**Work instruction**.
All of the records should be restated word for word.

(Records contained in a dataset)
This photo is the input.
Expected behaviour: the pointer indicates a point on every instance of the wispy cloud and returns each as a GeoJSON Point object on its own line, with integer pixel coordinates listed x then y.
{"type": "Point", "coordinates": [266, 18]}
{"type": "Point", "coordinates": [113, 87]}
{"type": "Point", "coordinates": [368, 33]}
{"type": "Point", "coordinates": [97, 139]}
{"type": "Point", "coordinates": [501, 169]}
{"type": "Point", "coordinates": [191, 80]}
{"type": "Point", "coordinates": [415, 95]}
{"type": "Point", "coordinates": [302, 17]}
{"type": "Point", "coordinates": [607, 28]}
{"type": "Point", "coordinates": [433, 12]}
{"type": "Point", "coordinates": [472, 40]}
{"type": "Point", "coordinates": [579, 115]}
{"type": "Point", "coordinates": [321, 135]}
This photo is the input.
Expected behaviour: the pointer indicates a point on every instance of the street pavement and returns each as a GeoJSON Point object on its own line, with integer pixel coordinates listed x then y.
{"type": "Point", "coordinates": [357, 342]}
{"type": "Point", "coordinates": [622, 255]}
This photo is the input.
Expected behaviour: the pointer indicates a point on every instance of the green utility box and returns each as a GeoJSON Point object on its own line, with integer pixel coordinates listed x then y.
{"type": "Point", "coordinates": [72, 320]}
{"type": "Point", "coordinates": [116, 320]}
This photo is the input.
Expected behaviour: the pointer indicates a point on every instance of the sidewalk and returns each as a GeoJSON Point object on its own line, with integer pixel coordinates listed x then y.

**The completed task**.
This photo is the input.
Expected behaviour: the pointer indicates a point on every instance of the wispy cloud and returns each as a GeoJSON Point object on its own line, with integer pixel coordinates listed x then y.
{"type": "Point", "coordinates": [266, 18]}
{"type": "Point", "coordinates": [113, 87]}
{"type": "Point", "coordinates": [368, 33]}
{"type": "Point", "coordinates": [97, 139]}
{"type": "Point", "coordinates": [501, 169]}
{"type": "Point", "coordinates": [191, 80]}
{"type": "Point", "coordinates": [415, 95]}
{"type": "Point", "coordinates": [302, 17]}
{"type": "Point", "coordinates": [607, 28]}
{"type": "Point", "coordinates": [433, 12]}
{"type": "Point", "coordinates": [472, 40]}
{"type": "Point", "coordinates": [579, 115]}
{"type": "Point", "coordinates": [321, 135]}
This photo is the input.
Expected behaviour: the pointer indicates a point on every instance of the street pavement and returns each as a GeoJSON Point object on its own line, with integer pixel coordinates listed x then y.
{"type": "Point", "coordinates": [357, 342]}
{"type": "Point", "coordinates": [622, 255]}
This photo is the input.
Expected behaviour: the pointer indicates a point on every instance of the green utility box and returns each as a GeoJSON Point object on its own line, with integer pixel coordinates listed x then y.
{"type": "Point", "coordinates": [72, 320]}
{"type": "Point", "coordinates": [116, 320]}
This photo is the input.
Expected behaviour: the pointer indicates a point on every instance of the sidewalk and returns each as a GeoJSON Point object on its own line, with integer pixel coordinates listed x then y.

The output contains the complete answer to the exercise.